## Kutipan Teks
####################

Kata yang acuannya  semakin mudah diserap pancaindra disebut kata konkret seperti meja, rumah, mobil, air cantik, hangat, wangi, suara. Jika acuan sebuah kata tidak mudah diserap pancaindra, kata itu disebut kata abstrak. Seperti ide, gagasan, kesibukan, keinginan, angan-angan kehendan dan perdamaian. Kata abstrak digunakan untuk mengungkapkan gagasan rumit, kata abstrak mampu membedakan secara halus gagasan yang bersifat teknis dan khusus. Akan tetapi, jika kata abstrak terlalu diobral atau dihambur-hamburkan dalam suatu karangan maka karangan itu dapat menjadi samar dan tidak cermat.
5. Sinonim
Sinonim adalah dua kata atau lebih yang pada asasnya mempunyai makna yang sama tetapi bentuknya berlainan. Kesinoniman kata tidaklah mutlak, hanya ada kesamaan atau kemiripan.

####################

## Soal dan Tugas
a – Jawablah pertanyaan berikut berdasarkan teks tentang makna kata.
(i) Apa sebutan bagi kata yang acuannya tidak mudah diserap pancaindra?
(ii) Apa akibatnya jika kata abstrak terlalu diobral dalam suatu karangan?
(iii) Apa yang berlainan pada dua kata atau lebih yang bersinonim?
b – Tentukan apakah setiap pernyataan berikut sesuai dengan teks tentang makna kata, lalu kutip kata-kata teks yang menjadi penentunya.
(i) Kata "meja" dan "rumah" termasuk kata konkret.
(ii) Kata abstrak tidak mampu membedakan gagasan teknis secara halus.
(iii) Kesinoniman kata bersifat mutlak.
c – Lanjutkan teks tentang makna kata mulai dari kalimat terakhir yang ditampilkan.
Item-item yang menyusul sama sekali tidak diperlukan di sini.

####################

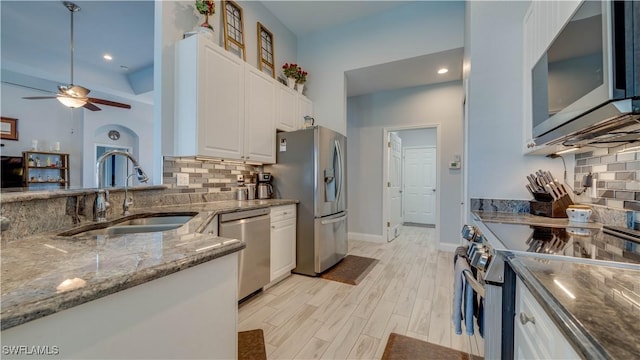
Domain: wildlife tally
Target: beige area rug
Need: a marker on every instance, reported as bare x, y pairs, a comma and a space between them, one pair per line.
351, 270
251, 345
400, 347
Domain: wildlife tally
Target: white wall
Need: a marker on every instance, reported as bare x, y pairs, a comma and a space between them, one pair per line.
368, 115
494, 50
418, 28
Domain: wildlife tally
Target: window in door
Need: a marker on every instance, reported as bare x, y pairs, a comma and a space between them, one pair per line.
265, 50
233, 28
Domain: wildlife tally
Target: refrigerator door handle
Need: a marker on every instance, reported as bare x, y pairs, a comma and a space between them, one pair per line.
327, 222
340, 177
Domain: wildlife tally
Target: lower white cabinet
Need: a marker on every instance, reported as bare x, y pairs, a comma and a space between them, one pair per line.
283, 241
190, 314
535, 334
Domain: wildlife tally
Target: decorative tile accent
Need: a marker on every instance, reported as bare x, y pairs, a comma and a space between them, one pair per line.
616, 177
208, 176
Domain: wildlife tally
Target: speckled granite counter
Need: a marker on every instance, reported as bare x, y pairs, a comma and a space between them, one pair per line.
47, 273
526, 218
603, 320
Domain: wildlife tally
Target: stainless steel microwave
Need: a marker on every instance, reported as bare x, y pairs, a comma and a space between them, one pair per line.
589, 75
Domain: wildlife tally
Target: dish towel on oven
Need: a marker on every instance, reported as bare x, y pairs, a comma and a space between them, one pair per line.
462, 290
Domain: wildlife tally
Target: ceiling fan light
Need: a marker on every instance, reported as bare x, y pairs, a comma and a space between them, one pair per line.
72, 102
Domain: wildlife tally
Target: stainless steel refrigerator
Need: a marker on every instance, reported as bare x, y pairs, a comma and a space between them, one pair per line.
311, 167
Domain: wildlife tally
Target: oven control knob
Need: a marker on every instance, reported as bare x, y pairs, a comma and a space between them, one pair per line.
468, 232
483, 262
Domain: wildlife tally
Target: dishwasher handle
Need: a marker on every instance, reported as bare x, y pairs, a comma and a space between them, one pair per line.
244, 214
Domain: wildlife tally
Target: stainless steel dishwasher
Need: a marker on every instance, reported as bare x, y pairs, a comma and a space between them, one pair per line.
254, 261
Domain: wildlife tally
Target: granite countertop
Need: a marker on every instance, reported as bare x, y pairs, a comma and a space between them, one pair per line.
603, 320
47, 273
526, 218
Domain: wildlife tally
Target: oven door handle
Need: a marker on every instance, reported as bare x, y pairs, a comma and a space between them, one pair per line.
473, 282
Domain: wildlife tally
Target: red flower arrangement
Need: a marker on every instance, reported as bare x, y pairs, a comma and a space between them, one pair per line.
290, 70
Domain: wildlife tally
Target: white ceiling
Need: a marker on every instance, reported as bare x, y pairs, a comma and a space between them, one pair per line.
36, 35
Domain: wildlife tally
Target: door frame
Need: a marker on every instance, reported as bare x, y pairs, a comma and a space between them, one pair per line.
404, 193
128, 149
385, 172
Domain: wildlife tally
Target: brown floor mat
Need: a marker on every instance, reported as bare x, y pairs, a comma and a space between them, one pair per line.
351, 270
251, 345
400, 347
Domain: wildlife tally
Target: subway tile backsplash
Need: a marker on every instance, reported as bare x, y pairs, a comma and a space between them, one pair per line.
208, 176
616, 178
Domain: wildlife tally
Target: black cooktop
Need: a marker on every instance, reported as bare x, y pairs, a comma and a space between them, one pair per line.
609, 243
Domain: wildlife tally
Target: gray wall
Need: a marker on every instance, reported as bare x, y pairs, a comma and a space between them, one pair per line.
367, 116
497, 166
415, 29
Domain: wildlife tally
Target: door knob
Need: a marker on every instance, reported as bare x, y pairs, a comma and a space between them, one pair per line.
524, 319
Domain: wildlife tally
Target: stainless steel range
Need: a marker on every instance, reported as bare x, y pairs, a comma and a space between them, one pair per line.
490, 242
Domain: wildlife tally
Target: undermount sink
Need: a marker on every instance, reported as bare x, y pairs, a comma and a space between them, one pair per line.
138, 223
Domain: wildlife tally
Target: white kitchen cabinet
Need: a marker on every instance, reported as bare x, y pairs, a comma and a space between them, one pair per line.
287, 103
535, 334
260, 117
292, 108
210, 101
305, 108
283, 241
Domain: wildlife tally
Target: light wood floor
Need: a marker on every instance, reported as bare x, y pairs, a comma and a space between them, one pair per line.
408, 292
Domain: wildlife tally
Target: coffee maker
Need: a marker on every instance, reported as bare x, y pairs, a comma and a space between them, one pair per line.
264, 188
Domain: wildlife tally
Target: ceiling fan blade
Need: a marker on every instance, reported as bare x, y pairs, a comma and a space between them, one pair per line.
91, 107
109, 103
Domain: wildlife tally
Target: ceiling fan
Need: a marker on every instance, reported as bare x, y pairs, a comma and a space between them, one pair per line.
75, 96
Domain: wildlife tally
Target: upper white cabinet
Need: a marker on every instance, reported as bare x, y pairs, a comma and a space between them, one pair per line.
287, 119
304, 108
292, 108
260, 112
209, 106
541, 24
226, 108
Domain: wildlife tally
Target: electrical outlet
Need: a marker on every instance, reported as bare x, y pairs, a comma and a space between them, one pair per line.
182, 179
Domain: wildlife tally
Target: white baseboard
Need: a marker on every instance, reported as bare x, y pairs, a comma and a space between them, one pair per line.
447, 247
366, 237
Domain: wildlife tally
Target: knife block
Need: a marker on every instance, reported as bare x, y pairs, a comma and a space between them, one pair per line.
553, 208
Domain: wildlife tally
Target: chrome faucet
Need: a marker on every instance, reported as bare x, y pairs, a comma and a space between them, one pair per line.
101, 204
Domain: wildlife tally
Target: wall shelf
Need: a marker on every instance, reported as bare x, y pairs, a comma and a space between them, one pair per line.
45, 170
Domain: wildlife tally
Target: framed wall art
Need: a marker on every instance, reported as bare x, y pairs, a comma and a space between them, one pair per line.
9, 129
233, 21
266, 51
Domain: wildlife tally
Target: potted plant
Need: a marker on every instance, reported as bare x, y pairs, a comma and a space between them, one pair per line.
290, 72
301, 78
206, 8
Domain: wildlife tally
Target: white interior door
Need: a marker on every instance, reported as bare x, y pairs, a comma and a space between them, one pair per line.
419, 196
394, 185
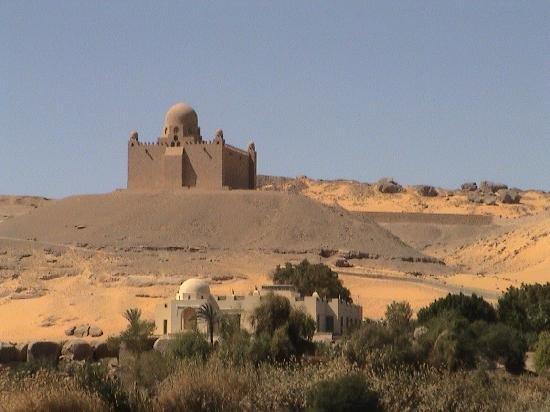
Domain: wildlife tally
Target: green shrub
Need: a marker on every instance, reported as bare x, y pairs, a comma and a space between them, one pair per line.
309, 278
398, 316
471, 308
500, 342
345, 393
190, 344
94, 379
526, 308
280, 331
392, 346
542, 353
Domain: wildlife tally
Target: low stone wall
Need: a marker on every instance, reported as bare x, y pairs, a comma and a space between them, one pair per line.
52, 352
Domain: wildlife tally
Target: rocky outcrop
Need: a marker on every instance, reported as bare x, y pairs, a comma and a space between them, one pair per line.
427, 191
491, 187
343, 263
510, 197
469, 187
77, 350
45, 351
95, 332
81, 331
388, 185
8, 353
102, 350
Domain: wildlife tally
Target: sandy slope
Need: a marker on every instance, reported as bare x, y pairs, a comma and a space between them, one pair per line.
358, 196
88, 258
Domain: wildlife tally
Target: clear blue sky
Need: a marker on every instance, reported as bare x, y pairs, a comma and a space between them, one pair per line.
436, 92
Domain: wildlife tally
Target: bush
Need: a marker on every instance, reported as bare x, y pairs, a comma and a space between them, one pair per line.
280, 331
504, 344
393, 347
345, 393
471, 308
94, 379
542, 353
189, 345
526, 308
309, 278
398, 316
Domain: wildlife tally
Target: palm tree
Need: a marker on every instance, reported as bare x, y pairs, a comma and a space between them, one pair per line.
209, 314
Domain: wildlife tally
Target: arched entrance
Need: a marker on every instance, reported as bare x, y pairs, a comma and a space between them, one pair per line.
188, 319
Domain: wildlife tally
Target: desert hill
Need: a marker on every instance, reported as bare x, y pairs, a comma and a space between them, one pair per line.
230, 220
366, 197
85, 259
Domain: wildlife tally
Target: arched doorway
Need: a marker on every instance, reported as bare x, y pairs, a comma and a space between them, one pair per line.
188, 319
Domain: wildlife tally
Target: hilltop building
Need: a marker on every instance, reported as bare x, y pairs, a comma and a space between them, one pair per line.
332, 316
180, 158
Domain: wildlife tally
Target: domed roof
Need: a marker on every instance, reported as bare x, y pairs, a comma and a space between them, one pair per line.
181, 114
194, 286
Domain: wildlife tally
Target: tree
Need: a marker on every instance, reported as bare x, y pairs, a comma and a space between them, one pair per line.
280, 331
210, 316
471, 308
526, 308
190, 344
398, 315
309, 278
138, 332
542, 353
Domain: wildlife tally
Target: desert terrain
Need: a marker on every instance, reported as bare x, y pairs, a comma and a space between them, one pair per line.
85, 259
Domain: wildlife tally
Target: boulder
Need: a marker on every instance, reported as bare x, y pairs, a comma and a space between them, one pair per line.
491, 187
43, 351
81, 331
70, 331
343, 263
8, 353
469, 187
388, 185
102, 351
490, 200
77, 350
510, 197
427, 191
95, 332
419, 332
162, 344
475, 197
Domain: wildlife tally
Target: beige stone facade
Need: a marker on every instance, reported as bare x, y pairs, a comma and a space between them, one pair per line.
180, 158
332, 316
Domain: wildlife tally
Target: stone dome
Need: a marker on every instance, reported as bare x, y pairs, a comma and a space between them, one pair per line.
181, 115
195, 288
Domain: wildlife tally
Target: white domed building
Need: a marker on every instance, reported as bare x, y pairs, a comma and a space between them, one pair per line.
180, 158
332, 316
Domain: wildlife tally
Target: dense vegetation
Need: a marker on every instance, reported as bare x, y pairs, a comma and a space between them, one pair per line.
447, 360
309, 278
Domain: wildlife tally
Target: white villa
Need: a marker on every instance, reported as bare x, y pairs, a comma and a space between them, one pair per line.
332, 316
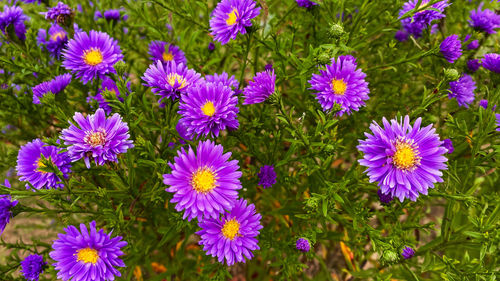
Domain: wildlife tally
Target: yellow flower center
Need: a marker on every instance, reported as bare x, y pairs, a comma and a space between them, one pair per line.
167, 56
232, 17
208, 108
203, 180
231, 229
87, 255
95, 138
58, 35
339, 86
405, 157
92, 57
174, 77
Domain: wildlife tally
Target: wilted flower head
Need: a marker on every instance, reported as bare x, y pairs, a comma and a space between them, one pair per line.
463, 90
54, 86
97, 137
231, 238
206, 178
302, 245
415, 24
405, 160
451, 48
491, 62
32, 266
484, 20
87, 254
260, 88
13, 16
32, 167
91, 56
159, 50
231, 17
341, 83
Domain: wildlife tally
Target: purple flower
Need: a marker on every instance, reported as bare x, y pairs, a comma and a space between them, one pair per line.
473, 65
384, 198
32, 168
91, 56
408, 252
159, 50
32, 266
13, 16
401, 35
231, 17
451, 48
305, 3
267, 176
170, 80
208, 109
204, 184
59, 13
87, 254
491, 62
98, 137
58, 38
405, 160
463, 90
260, 88
448, 145
232, 237
341, 83
419, 21
486, 20
54, 86
473, 45
302, 245
6, 204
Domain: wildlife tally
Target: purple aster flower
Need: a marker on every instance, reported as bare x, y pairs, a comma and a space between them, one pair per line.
170, 80
159, 50
31, 166
58, 38
491, 62
231, 17
486, 20
87, 254
473, 45
91, 56
448, 145
419, 21
54, 86
267, 176
98, 137
232, 237
341, 83
401, 35
384, 198
208, 109
224, 79
408, 252
260, 88
473, 65
204, 184
6, 204
306, 3
404, 160
451, 48
32, 266
59, 13
302, 245
13, 16
98, 101
463, 90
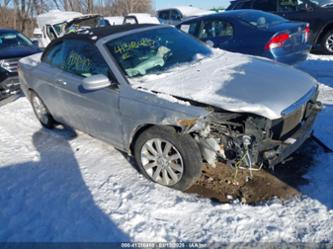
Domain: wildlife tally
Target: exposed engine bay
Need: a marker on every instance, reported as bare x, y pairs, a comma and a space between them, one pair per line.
249, 141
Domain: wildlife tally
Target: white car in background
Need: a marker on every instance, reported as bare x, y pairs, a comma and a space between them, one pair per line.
175, 15
50, 25
141, 18
55, 24
114, 20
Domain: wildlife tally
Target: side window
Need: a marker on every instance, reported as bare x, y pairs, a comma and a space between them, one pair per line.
130, 20
211, 29
54, 56
245, 5
287, 5
175, 15
50, 32
190, 28
265, 5
84, 59
164, 15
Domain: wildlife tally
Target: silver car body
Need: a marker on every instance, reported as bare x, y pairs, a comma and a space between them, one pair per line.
234, 84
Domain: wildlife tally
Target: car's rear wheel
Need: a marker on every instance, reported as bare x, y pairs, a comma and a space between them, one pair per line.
327, 43
41, 111
168, 158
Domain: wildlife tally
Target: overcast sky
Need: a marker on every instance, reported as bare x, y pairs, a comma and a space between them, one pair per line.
207, 4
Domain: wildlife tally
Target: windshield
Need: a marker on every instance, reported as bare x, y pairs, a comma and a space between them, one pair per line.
261, 20
155, 51
14, 39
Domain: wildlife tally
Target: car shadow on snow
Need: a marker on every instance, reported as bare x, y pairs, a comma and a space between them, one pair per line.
47, 200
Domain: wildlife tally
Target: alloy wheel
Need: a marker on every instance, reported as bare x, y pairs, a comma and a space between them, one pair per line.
162, 162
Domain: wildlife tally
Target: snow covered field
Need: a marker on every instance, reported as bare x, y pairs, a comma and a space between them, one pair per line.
68, 187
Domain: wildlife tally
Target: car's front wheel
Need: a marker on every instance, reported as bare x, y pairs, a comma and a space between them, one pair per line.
41, 111
327, 42
168, 158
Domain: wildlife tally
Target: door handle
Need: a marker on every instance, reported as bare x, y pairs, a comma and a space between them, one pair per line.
61, 82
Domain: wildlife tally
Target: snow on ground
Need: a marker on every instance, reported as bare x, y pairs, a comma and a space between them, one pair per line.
65, 186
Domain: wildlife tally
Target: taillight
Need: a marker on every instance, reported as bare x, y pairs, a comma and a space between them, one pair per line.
307, 32
307, 28
277, 41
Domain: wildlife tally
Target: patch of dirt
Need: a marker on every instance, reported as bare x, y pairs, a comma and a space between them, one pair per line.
220, 183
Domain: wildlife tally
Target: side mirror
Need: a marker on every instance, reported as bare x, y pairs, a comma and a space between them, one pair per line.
96, 82
35, 43
210, 43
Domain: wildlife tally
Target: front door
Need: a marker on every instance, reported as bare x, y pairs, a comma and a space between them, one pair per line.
95, 112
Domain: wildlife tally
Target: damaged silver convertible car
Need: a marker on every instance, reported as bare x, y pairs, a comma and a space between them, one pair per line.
170, 101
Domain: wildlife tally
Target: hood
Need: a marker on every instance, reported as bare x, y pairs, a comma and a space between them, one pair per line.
234, 82
18, 52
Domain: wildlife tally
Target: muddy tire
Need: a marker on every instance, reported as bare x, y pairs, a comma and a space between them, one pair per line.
168, 158
327, 43
41, 111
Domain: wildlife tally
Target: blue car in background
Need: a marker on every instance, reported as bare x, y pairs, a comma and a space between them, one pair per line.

####################

## Hasil yang Diharapkan
a –
(i) Kata abstrak.
(ii) Karangan itu dapat menjadi samar dan tidak cermat.
(iii) Bentuknya.

b –
(i) Ya: "disebut kata konkret seperti meja, rumah, mobil"
(ii) Tidak: "kata abstrak mampu membedakan secara halus gagasan yang bersifat teknis dan khusus"
(iii) Tidak: "Kesinoniman kata tidaklah mutlak, hanya ada kesamaan atau kemiripan."

c –
Sinonim ini digunakan untuk mengalihkan-alihkan pemakaian kata pada tempat tertentu sehingga kalimat itu tidak membosankan. Dalm pemakaiannya bentuk-bentuk kata yang bersinonim akan menghidupkan bahasa seseorang dan mengkonkretkan bahasa seseorang sehingga kejelasan komunikasi (lewat bahasa itu) akan terwujud. Dalam hal ini pemakai bahasa dapat memilih bentuk kata mana yang paling tepat untuk dipergunakannya, sesuai dengan kebutuhan dan situasi yang dihadapinya.
Kita ambil contoh kata cerdas dan cerdik. Kedua kata itu bersinonim tetapi kedua kata tersebut tidak persis sama benar.



6.  Pembentukan Kata.
Ada dua cara pembentukan kata yaitu dari dalam dan dari luar bahasa Indonesia. Dari dalam bahasa Indonesia berbentuk kosakata baru dengan dasar kata yang sudah ada, sedangkan dari luar berbentuk kata baru melalui unsur serapan.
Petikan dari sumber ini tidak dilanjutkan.